--- Input data ---

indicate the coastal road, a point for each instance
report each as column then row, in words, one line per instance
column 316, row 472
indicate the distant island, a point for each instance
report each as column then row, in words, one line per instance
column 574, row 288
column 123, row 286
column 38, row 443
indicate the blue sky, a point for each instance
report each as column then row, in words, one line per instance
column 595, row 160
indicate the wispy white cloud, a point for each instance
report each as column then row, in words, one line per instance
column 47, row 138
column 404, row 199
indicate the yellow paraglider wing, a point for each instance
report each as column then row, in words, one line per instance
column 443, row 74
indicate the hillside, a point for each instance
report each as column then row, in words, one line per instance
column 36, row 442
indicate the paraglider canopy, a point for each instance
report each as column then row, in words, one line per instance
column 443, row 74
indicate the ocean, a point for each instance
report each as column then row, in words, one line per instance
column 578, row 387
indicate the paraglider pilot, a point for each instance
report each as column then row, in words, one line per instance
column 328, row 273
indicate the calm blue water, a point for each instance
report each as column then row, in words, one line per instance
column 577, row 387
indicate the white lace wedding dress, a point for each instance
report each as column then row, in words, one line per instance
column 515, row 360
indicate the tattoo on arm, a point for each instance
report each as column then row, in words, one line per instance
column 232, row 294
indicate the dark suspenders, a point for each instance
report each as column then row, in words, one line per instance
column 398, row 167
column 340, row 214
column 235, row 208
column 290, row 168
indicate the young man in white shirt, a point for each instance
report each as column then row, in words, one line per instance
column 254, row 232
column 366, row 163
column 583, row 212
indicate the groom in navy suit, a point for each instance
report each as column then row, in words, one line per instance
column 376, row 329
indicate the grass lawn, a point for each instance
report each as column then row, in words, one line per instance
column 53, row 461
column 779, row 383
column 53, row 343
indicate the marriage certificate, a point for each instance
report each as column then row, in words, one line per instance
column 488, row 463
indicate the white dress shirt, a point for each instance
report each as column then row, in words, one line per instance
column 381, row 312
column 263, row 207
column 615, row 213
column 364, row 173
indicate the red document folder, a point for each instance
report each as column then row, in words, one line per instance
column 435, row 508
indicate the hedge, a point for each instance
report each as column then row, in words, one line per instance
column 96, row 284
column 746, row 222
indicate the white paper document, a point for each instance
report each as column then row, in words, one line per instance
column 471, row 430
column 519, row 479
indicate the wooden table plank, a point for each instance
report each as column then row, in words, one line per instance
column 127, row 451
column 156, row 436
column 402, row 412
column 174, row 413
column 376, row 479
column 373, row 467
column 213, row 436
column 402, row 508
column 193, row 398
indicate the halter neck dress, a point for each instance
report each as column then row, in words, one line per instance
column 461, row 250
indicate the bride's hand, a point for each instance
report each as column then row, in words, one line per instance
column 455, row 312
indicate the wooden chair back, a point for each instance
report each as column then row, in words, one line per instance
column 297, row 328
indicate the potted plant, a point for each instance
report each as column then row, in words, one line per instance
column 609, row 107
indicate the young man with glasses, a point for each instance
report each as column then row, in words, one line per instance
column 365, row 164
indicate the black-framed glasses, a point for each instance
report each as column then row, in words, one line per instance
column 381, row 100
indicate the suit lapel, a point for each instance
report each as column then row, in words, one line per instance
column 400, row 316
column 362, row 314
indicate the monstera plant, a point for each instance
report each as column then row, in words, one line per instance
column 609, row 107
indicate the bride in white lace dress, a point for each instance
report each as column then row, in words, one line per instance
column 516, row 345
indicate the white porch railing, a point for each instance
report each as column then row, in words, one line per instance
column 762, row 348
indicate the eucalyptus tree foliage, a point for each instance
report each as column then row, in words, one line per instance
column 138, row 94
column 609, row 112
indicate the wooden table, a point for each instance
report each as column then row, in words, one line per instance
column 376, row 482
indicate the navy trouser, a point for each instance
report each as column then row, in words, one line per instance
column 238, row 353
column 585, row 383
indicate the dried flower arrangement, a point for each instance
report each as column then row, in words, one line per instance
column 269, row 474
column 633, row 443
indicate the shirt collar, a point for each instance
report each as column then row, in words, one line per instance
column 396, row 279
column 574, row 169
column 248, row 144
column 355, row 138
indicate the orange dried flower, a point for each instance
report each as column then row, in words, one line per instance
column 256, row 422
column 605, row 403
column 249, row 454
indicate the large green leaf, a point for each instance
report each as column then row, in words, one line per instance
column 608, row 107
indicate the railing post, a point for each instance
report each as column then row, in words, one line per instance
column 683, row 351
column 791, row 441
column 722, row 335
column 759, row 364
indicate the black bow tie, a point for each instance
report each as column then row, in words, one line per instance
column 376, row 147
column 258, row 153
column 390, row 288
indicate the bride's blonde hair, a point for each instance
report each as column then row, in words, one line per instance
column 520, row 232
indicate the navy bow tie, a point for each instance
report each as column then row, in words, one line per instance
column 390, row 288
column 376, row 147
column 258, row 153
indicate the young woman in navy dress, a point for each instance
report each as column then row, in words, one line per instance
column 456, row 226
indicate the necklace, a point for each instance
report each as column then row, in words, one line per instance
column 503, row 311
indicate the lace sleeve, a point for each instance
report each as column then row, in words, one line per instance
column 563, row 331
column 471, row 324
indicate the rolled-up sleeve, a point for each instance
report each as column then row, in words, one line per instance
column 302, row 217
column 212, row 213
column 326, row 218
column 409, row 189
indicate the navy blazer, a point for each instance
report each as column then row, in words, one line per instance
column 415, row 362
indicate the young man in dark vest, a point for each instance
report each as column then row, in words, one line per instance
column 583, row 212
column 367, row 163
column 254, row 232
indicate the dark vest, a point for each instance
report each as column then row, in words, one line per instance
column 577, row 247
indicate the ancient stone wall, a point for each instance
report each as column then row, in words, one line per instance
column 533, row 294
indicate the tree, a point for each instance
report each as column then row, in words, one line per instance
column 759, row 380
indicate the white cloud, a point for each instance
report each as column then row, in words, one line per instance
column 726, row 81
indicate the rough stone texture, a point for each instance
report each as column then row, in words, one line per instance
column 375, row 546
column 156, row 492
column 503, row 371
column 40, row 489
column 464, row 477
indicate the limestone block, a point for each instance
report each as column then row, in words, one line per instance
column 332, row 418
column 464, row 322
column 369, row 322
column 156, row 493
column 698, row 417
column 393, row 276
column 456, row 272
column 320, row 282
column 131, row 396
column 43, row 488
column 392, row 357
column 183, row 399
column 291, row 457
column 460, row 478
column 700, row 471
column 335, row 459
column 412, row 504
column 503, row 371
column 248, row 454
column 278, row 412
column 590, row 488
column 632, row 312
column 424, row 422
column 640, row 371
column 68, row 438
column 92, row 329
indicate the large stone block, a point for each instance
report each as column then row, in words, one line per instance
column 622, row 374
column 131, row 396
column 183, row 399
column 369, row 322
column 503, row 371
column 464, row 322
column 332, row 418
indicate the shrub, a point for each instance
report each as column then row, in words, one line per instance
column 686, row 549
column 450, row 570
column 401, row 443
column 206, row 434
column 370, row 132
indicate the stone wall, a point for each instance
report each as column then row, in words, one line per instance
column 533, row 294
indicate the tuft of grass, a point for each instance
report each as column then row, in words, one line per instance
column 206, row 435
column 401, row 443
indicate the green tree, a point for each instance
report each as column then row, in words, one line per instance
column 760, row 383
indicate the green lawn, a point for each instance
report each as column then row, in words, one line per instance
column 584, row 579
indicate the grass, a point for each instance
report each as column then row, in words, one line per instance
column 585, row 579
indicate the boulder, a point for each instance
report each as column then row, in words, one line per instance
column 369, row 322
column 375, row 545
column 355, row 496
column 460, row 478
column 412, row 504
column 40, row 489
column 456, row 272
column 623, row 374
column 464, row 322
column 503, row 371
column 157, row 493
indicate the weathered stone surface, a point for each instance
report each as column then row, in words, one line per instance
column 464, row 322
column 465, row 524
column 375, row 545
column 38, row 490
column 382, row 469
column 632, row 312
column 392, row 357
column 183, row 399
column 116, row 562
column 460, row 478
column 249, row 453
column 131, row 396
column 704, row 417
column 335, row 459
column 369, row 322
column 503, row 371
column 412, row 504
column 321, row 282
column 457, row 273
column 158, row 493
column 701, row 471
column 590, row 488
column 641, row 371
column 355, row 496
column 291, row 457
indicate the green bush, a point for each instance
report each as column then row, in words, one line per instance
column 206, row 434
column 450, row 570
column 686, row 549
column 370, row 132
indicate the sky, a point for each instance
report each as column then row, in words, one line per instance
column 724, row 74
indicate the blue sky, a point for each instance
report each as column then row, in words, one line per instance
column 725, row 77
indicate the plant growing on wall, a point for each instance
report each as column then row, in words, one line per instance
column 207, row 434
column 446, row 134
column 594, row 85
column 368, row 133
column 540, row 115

---

#### Short exercise
Can you transcribe, word for word, the items above from their first line through the line containing "column 595, row 160", with both of those lines included?

#### Full output
indicate the coastal road, a point for each instance
report each as column then row, in words, one line per instance
column 316, row 472
indicate the distant island, a point for each instance
report each as column then row, in words, one line per instance
column 574, row 288
column 123, row 286
column 38, row 443
indicate the blue sky, a point for each instance
report each as column then row, in words, one line per instance
column 595, row 160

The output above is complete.